Select every line in the data below that contains the string "sleeve".

* **RECORDED INFORMATION**:
================================
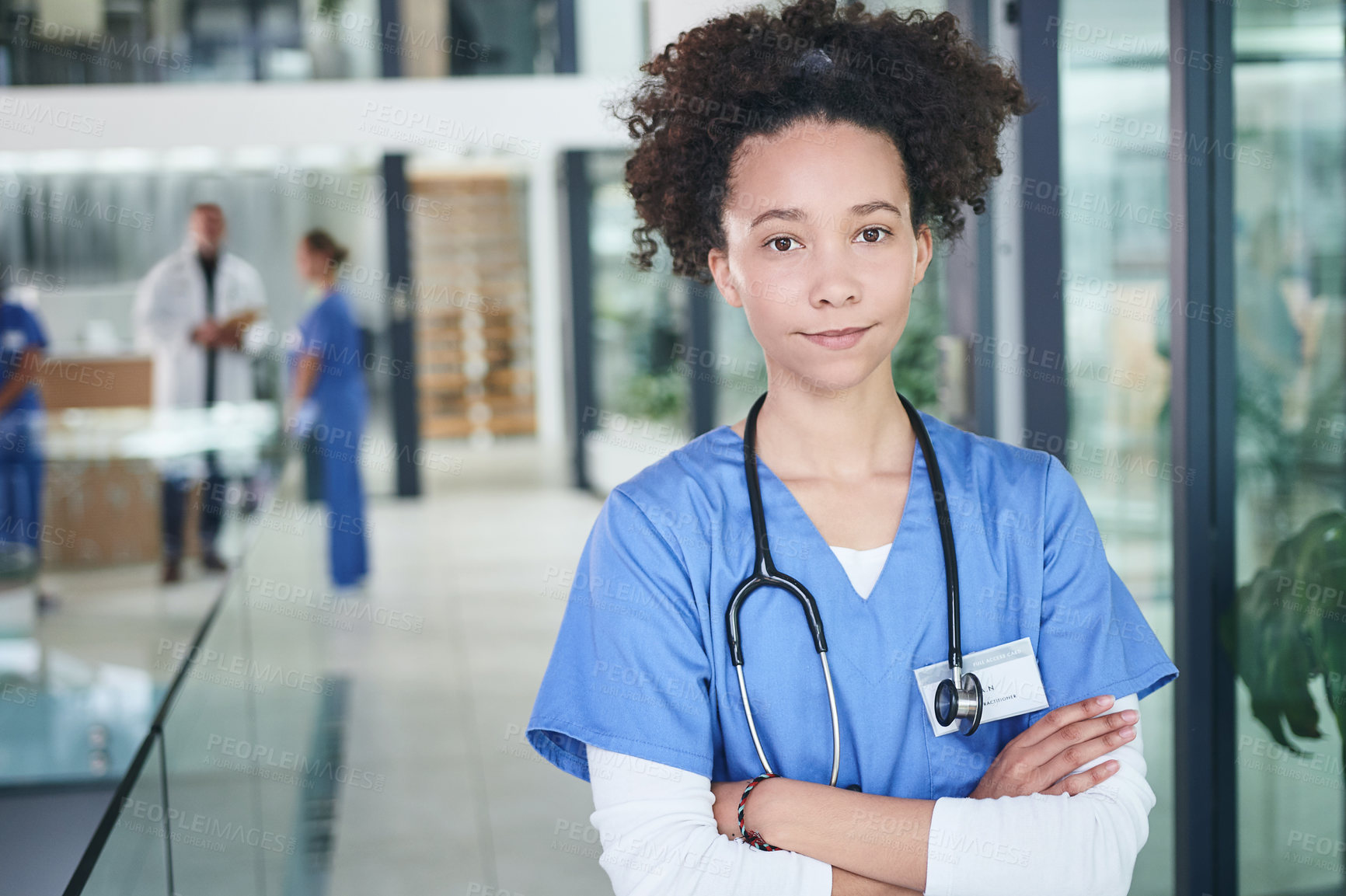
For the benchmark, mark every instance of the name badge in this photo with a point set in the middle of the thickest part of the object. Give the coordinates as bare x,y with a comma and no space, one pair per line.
1011,684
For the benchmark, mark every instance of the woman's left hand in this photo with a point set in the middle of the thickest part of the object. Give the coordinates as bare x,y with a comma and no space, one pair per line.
727,794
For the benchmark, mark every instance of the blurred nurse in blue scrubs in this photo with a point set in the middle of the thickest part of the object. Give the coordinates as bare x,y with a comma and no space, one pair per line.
329,403
22,345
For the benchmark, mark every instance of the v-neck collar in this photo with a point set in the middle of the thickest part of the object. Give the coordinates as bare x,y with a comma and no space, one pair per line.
770,482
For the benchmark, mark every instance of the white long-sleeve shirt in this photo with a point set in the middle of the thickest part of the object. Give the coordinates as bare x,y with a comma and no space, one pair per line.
660,837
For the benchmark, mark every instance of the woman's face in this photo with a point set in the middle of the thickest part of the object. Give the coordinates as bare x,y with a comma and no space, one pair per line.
818,240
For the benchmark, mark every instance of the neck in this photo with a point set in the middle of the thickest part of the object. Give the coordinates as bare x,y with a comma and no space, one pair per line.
844,435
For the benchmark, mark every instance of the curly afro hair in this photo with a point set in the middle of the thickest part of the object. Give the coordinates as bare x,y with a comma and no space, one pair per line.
912,77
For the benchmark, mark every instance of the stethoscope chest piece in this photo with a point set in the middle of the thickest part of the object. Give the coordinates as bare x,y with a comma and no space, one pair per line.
959,701
956,699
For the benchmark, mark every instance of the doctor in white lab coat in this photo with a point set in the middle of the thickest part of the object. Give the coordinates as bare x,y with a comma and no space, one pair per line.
193,311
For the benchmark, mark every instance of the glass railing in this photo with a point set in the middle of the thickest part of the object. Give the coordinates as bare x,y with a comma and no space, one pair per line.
232,790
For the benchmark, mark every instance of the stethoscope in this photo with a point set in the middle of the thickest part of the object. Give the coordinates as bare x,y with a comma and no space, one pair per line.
957,697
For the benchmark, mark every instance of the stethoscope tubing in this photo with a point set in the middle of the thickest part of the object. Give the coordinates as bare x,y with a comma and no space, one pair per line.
766,575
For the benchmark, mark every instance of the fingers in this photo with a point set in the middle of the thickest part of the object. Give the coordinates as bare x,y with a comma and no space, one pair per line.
1081,782
1062,716
1085,741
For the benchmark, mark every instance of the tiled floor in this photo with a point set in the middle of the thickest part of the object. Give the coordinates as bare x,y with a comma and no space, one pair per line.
439,712
463,605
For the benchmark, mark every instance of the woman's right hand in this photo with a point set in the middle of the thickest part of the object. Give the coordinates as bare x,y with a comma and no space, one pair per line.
1065,739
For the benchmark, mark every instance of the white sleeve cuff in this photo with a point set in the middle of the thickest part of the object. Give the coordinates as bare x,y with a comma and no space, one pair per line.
658,835
1083,845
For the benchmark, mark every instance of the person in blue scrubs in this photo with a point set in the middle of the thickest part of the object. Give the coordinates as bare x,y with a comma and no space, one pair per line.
22,346
329,403
813,200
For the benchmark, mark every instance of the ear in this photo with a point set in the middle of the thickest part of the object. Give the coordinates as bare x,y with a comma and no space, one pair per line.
719,264
925,250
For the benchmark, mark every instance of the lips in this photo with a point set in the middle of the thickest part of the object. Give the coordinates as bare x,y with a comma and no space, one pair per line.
836,333
843,338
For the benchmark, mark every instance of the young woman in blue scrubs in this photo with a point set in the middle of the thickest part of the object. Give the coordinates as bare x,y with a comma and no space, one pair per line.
329,401
807,162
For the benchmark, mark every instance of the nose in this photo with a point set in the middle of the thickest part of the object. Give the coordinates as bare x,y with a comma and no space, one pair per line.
833,280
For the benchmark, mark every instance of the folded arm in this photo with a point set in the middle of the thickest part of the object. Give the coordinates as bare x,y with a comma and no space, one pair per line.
1010,845
1083,844
658,835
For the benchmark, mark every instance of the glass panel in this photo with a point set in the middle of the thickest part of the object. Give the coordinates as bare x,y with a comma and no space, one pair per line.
1116,230
1290,230
194,40
643,389
211,758
134,860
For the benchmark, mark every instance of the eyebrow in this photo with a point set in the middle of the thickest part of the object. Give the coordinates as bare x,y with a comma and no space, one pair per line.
797,214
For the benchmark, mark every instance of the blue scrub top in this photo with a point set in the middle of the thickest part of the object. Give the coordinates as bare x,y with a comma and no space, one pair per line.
19,330
330,331
641,664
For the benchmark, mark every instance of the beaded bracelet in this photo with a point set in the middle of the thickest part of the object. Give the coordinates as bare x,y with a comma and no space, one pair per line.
751,835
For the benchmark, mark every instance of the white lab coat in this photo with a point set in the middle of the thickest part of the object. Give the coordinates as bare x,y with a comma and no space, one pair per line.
170,303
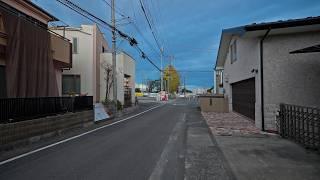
================================
* **WRITTEN SOLUTION**:
For the benchmark, mark every instance of the white long-sleeve shirt in this photo with a point set in the middle of the thickest part of the object. Give the coordinates as bare x,y with a comma and no space, one pair per line.
For the benchmark, mark every instance of the white sleeve cuff in this photo with a point set in the middle of the thickest part of the object. Give the coordinates as bare x,y with a comma and no space, one pair per line.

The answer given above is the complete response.